(Your goal): Can you rewrite every line of the material below, requests included, scaling each bounding-box coordinate in the answers by 0.55 and rounding to whole numbers, with halves rounded up? Leave the pictures out.

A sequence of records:
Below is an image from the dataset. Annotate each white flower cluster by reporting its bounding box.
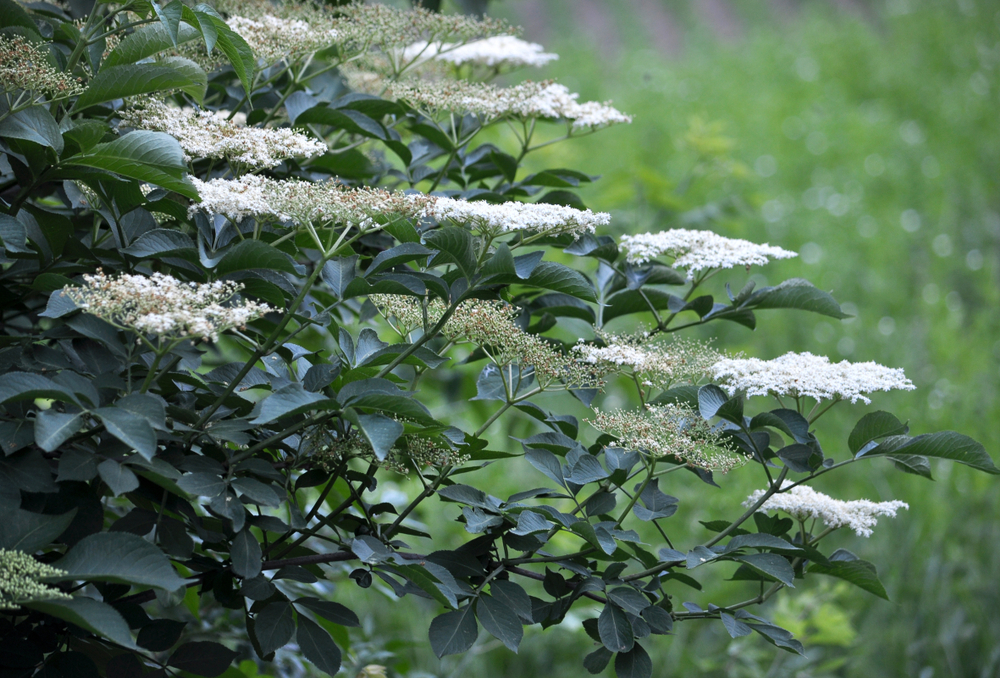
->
[712,352,916,404]
[573,333,722,388]
[427,198,611,236]
[621,228,798,279]
[63,270,276,341]
[226,14,340,64]
[370,294,608,388]
[587,405,747,473]
[188,174,434,228]
[121,100,326,169]
[0,549,72,610]
[387,80,632,130]
[743,480,910,537]
[0,35,84,99]
[402,35,559,70]
[189,174,611,235]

(Task result):
Below is an image from the dataset. Annotate each white flower cluster by reporting its bounding box.
->
[392,194,504,222]
[315,183,397,213]
[235,109,336,130]
[342,125,439,153]
[35,149,152,188]
[124,8,187,35]
[204,162,334,213]
[323,223,411,260]
[103,96,239,125]
[67,55,179,93]
[0,302,40,336]
[213,44,348,72]
[409,264,501,295]
[0,19,46,54]
[221,19,307,39]
[104,96,336,129]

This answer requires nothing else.